*PROBLEM TO SOLVE*
Could you print every record below exactly as it appears?

BEGIN DATA PROVIDED

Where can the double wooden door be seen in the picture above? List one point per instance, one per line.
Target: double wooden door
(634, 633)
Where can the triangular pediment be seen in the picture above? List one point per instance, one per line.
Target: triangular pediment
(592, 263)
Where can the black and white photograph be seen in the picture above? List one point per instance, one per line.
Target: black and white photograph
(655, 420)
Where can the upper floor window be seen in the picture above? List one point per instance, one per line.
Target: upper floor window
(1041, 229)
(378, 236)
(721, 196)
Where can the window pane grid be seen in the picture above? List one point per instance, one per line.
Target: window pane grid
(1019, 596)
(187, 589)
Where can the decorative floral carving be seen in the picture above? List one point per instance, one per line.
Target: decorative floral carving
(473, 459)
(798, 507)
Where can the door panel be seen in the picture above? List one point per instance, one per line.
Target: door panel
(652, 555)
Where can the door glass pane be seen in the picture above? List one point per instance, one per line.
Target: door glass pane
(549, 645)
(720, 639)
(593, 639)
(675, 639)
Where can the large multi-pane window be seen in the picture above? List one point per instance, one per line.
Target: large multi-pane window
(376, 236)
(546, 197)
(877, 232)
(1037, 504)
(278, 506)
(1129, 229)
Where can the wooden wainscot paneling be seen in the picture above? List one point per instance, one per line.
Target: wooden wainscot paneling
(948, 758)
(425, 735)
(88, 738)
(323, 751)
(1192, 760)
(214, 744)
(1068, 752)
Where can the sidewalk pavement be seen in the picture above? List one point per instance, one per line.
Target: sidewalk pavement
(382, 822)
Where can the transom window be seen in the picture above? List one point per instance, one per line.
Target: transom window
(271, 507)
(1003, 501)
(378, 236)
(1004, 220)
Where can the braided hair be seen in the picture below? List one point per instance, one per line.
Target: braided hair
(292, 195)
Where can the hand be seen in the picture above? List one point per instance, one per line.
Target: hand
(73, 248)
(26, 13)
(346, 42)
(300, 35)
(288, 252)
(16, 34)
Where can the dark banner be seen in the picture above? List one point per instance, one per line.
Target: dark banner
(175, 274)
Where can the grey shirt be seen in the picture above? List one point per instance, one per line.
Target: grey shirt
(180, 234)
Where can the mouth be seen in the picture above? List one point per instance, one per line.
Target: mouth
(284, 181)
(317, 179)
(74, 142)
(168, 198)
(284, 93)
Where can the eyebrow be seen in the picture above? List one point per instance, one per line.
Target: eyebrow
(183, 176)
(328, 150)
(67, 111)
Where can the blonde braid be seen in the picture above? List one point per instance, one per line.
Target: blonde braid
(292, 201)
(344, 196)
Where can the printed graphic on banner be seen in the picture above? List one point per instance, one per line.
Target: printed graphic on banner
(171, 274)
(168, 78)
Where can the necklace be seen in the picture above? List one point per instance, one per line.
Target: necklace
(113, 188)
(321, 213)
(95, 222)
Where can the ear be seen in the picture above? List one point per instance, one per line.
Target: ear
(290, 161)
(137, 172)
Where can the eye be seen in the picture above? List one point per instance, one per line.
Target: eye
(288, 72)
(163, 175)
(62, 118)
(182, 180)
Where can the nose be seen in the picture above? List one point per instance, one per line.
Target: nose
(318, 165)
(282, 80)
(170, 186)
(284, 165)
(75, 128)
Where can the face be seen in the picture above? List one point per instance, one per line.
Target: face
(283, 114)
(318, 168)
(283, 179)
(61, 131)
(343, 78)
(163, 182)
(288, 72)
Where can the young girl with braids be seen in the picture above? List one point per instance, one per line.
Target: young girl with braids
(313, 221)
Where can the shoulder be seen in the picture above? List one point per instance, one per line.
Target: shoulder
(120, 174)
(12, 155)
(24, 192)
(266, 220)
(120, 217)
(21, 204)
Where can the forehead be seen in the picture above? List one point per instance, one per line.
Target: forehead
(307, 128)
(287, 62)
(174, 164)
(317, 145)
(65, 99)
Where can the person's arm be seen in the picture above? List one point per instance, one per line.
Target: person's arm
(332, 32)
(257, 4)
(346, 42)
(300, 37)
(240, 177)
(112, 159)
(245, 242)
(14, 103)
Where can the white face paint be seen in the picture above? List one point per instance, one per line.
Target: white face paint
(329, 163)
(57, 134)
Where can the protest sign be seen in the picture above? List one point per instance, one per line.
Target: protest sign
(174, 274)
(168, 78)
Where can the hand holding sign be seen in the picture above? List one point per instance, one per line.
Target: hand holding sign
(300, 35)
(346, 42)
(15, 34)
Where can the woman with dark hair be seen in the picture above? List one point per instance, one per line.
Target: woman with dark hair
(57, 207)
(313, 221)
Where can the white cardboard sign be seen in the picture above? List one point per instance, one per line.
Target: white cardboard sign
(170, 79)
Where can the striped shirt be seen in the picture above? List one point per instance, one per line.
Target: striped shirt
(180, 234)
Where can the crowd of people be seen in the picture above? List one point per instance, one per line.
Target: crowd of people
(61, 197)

END DATA PROVIDED

*REPLY*
Where can the double wooden door be seen in the picture above? List one point per instance, one per line.
Target: double wooden door
(634, 633)
Where can the triangular pediment be seen in the picture above? List one point per instance, one per line.
Target: triangular pediment
(592, 263)
Where can the black and white photograph be seen in the picture above? List one point per instance, one per line.
Target: black and white photograph
(655, 420)
Where can the upper floor window be seen in the picture above? List one point per instance, one per line.
Target: upper floor window
(1041, 229)
(378, 236)
(721, 196)
Where can the window pane grid be seen in the picture above? List one point per instance, one per line.
Target: window pane grid
(1019, 596)
(187, 589)
Where can the decorative floral carving be seen in the picture above? List one point per instance, one per line.
Target: decorative floral carving
(473, 459)
(798, 507)
Where can the door panel be seen in the picture above? List one point per instance, one per line.
Target: door panel
(652, 555)
Where can the door glass pane be seen in the picture above? List one point per instance, one per line.
Target: door glass pane
(549, 645)
(720, 639)
(593, 639)
(675, 639)
Where can the large multi-pane window be seen in the picture above? List one point per instance, one per line.
Target: large multi-pane window
(376, 236)
(546, 197)
(877, 232)
(1037, 504)
(278, 506)
(1129, 229)
Where can the wooden wainscot paneling be seen in the picture above? List one point per instance, one per line.
Target: wooden wainscot paneling
(948, 758)
(425, 735)
(88, 738)
(323, 751)
(1192, 760)
(214, 744)
(1068, 752)
Where can the sidewalk pavement be seen in the picture above? List one point per instance, one per line.
Target: sidewalk pavement
(382, 822)
Where can the transom window be seen in the picture above? List one point per instance, one per line.
Target: transom window
(271, 507)
(1003, 501)
(378, 236)
(1004, 220)
Where can the braided hair be seen in the picture below? List one point per instance, one per line.
Target: braided hair
(292, 195)
Where can the hand be seen in the picture above? List one point per instance, one per line.
Target: hand
(73, 248)
(26, 13)
(346, 42)
(300, 35)
(288, 252)
(16, 34)
Where can the dark banner be seen in the picture above? List one point per instance, one per line.
Target: dark banner
(175, 274)
Where can the grey shirt be seen in the picture above? List one point per instance, one per line.
Target: grey shirt
(180, 234)
Where can the mouth be seen in the picture above? List one point per instance, one per line.
Target: mouth
(284, 181)
(317, 179)
(74, 142)
(168, 198)
(284, 93)
Where can the eyebrow be seen in the picture above? List one point per instance, one per line.
Target: eyebrow
(183, 176)
(328, 150)
(67, 111)
Where can the blonde braid be seen in the picture above? List one point per instance, one per line.
Target: blonde braid
(292, 201)
(344, 196)
Where can the printed graphic on banner be seen in the picture above? List one point per instance, one per line.
Target: printed graphic on banner
(171, 274)
(168, 78)
Where can the necklace be seen in the picture above? List one point per instance, one per line.
Target: necklace
(113, 188)
(321, 213)
(95, 222)
Where can the ear be seen in the picture above? List one point per instance, one per line.
Target: ear
(290, 161)
(137, 172)
Where can the eye be seen in the picture above? List one point per instance, one per line.
Target: eye
(288, 72)
(163, 175)
(62, 118)
(182, 180)
Where can the nose be seen in the picture above? List one point per instance, one per line.
Target: nose
(318, 165)
(282, 80)
(170, 186)
(284, 165)
(75, 128)
Where can the face be seen in the picture above? List one point per instance, one per line.
Target: face
(283, 114)
(318, 168)
(283, 179)
(61, 131)
(343, 78)
(163, 182)
(288, 72)
Where can the young girl with braids be seen in the picture above? List one point per instance, one per line.
Target: young girl with braids
(313, 221)
Where can the shoulder be seen in the picture above? List one point per instance, one per line.
Target: shoulder
(120, 174)
(12, 155)
(24, 192)
(266, 220)
(120, 217)
(21, 204)
Where can the forehead be seen in the picture above? List one point per instance, one per line.
Target: forehead
(307, 128)
(287, 62)
(174, 164)
(317, 145)
(65, 99)
Where can the person's arm be seen in the picture above? List one point per instance, one per line.
Target: person's arm
(332, 32)
(257, 4)
(346, 42)
(300, 37)
(240, 177)
(112, 159)
(245, 242)
(14, 103)
Where can the white face paint be seen in the picture above? List one point per instance, one per line.
Target: white face paint
(329, 163)
(57, 134)
Where can the protest sign be seen in the picture above? List one point per instance, one per line.
Target: protest sign
(174, 274)
(168, 78)
Where can the hand holding sign be seen in the picture above? List one point per instance, one per line.
Target: hand holding sign
(300, 35)
(346, 42)
(15, 34)
Where can the woman with dark hair be seen in the picture above? List one point per instance, one per line.
Target: woman with dark hair
(57, 207)
(313, 221)
Where can the white cardboard sign be seen in the picture above? List one point per instance, one per line.
Target: white cardboard sign
(170, 79)
Where can the striped shirt be seen in the picture above? List one point per instance, one per line.
Target: striped shirt
(180, 234)
Where can the crowd of people be seen in the picture above? List one point per instance, one per line.
Target: crowd of people
(61, 197)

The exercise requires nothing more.